Trailers for Jonathan Levine’s “50/50” give away many of the film’s best jokes and the entire plot.
Still, the film, starring Joseph Gordon-Levitt, Seth Rogen and Anna Kendrick, offers laughs, some discomfort and tears.
The film opens with protagonist Adam (Gordon-Levitt) running around what immediately strikes as downtown West Coast City. Of course, deciphering which West Coast city makes up the story’s setting takes a while.
The movie doesn’t give away the city’s most popular landmark and, instead, offers hints at which city it could be.
During the run, Adam stops and grabs his back. The scene, at first, seems comedic, but no one in the audience verbally laughed.
Adam and Kyle (Rogen) work at a radio station, and an orange The Stranger sticker shines in one of their officemates cubicles. Adam, who doesn’t drive, relates his pain to Kyle, as the two are en route to work one morning.
And, of course, when Adam visits a doctor, he learns that he has an unpronounceable tumor in his back. Thus begins chemotherapy.

━━━━

## YOUR TASKS
1. In the "50/50" review, rewrite the passage from "Trailers for Jonathan" to "it could be.", swapping "movie" for "picture".
2. Answer these questions from the "50/50" review:
(a) Who directed "50/50"?
(b) Where do Adam and Kyle work?
(c) What does Adam learn when he visits a doctor?
3. Write a continuation of the "50/50" review, picking up after its final sentence.

Image point grounding data
━━━━

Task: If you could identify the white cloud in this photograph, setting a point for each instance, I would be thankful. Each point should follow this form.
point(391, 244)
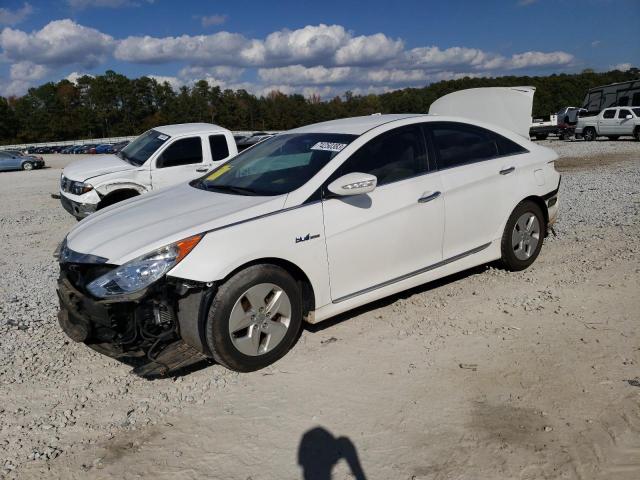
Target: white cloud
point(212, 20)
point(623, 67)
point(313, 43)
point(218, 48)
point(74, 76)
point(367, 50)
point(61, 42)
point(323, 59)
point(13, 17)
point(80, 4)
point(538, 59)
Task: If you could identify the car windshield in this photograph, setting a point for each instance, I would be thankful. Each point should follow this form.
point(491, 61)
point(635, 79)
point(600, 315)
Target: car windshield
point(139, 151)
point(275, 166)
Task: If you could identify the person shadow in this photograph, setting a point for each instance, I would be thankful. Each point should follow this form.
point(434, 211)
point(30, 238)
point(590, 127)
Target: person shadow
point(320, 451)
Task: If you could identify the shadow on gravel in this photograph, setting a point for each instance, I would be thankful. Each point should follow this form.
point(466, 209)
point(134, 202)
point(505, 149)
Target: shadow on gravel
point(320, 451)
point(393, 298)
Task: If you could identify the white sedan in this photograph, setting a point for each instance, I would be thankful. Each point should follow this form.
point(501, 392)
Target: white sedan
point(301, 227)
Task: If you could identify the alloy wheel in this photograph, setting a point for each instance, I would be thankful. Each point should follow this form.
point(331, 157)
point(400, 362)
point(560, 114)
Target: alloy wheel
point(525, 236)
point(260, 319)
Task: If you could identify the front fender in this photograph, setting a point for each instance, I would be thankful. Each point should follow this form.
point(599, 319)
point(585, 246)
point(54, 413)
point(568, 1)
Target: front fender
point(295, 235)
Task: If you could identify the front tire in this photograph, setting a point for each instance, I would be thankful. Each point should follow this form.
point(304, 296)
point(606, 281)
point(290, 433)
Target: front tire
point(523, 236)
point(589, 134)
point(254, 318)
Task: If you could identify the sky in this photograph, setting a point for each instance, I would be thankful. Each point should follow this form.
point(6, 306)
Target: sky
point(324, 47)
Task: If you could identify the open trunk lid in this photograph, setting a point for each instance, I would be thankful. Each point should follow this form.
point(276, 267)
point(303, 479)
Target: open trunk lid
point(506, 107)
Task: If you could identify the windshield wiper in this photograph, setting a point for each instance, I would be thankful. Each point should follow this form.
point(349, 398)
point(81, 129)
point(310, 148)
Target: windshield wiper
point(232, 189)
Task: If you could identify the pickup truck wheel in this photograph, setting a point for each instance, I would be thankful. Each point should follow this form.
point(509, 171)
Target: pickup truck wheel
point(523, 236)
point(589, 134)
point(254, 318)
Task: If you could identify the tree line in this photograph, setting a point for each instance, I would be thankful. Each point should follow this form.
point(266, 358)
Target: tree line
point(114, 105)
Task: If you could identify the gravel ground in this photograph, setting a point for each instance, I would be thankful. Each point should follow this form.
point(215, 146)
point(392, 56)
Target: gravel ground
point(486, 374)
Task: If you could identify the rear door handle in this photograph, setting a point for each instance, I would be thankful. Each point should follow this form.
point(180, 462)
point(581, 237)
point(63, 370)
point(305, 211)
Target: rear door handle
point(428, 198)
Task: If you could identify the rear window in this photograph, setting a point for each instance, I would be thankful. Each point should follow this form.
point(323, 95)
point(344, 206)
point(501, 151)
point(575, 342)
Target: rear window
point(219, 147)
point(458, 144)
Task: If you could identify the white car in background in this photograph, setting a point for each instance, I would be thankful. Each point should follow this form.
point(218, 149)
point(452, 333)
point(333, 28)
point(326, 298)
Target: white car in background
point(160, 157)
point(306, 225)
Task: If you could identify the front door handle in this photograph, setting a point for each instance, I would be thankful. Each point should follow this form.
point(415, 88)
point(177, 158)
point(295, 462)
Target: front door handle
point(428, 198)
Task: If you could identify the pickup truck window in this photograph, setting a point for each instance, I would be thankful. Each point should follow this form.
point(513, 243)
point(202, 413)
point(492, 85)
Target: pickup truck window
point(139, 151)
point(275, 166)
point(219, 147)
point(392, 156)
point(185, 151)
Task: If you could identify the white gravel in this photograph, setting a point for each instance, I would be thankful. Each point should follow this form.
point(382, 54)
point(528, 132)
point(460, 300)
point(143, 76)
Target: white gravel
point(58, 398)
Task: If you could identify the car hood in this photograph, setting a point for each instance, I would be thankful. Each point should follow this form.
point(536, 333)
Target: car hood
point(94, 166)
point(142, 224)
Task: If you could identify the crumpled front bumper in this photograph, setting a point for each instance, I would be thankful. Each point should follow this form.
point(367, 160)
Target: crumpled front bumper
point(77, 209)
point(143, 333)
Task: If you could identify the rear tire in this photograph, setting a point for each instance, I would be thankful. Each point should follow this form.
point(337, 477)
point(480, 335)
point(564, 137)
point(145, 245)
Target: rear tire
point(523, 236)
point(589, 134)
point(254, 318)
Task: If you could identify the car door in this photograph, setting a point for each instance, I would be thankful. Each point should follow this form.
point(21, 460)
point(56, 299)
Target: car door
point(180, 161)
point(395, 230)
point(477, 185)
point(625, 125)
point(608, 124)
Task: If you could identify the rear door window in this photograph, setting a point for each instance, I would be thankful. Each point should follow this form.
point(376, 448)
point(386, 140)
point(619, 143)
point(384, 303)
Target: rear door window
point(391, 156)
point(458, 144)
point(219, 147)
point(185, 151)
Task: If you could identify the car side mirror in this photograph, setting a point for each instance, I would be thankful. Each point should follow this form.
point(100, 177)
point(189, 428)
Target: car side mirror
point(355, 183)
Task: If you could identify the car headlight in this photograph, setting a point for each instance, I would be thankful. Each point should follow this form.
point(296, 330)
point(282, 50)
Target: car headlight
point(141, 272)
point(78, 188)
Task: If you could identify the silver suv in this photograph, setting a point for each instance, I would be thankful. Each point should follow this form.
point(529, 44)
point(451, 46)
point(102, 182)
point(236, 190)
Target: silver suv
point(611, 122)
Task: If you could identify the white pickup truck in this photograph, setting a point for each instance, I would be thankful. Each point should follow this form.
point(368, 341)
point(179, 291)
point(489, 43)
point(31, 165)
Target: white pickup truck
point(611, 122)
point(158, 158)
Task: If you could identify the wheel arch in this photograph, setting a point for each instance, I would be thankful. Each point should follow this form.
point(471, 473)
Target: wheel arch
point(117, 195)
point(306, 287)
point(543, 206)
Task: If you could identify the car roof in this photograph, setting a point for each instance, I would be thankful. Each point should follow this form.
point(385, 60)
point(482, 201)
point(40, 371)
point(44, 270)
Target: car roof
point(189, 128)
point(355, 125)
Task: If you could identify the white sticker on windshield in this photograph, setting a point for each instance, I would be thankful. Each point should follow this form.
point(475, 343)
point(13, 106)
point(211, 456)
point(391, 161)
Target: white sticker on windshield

━━━━

## TASK-BY-TASK ANSWERS
1.
Trailers for Jonathan Levine’s “50/50” give away many of the film’s best jokes and the entire plot.
Still, the film, starring Joseph Gordon-Levitt, Seth Rogen and Anna Kendrick, offers laughs, some discomfort and tears.
The film opens with protagonist Adam (Gordon-Levitt) running around what immediately strikes as downtown West Coast City. Of course, deciphering which West Coast city makes up the story’s setting takes a while.
The picture doesn’t give away the city’s most popular landmark and, instead, offers hints at which city it could be.

2.
(a) Jonathan Levine
(b) At a radio station
(c) That he has an unpronounceable tumor in his back

3.
Much of the film’s comedy takes place during Adam’s chemo sessions, which seem reminiscent of “That ‘70s Show”’s basement scenes — you know what I’m talking about.
Adam meets these old guys, who share their marijuana-filled macaroons with him and engulf him into their group.
As a part of his treatment, Adam visits a psychologist, Katherine (Kendrick). No surprise: Academy Award-nominated Kendrick kills it in this film. She stutters, she uses a different tone of voice than expected from her “Up in the Air” role and she competes with Gordon-Levitt as the movie’s most vulnerable character.
But don’t let scene-stealin’ Kendrick distract from the other actors. Anjelica Houston — who plays Adam’s mom, Diane — provides such a real-life performance, and she and Kendrick easily make the film deeper than its surface Rogen-Gordon-Levitt comedy.
A brief mention goes to Adam’s awful girlfriend, played by Bryce Dallas-Howard. While it was great to see Dallas-Howard in an out-of-a-suspense-thriller setting, she hardly adds any charisma, which, admittedly, disappoints.
As mentioned earlier, most of the funniest jokes in Will Reiser’s screenplay barely satisfy in the actual film-viewing. However, the film’s best joke comes when Adam and Kyle are walking Adam’s girlfriend-given new dog, a very adorable greyhound. Seriously, those eyes enlarge to a greater degree than Puss in Boots’.
The film made great use of capturing its characters in mirrors. Often through handheld camera shots — especially during the Adam-shaves-his-head scene — the film shows us the uneasiness of dealing with cancer, a break up and family tension.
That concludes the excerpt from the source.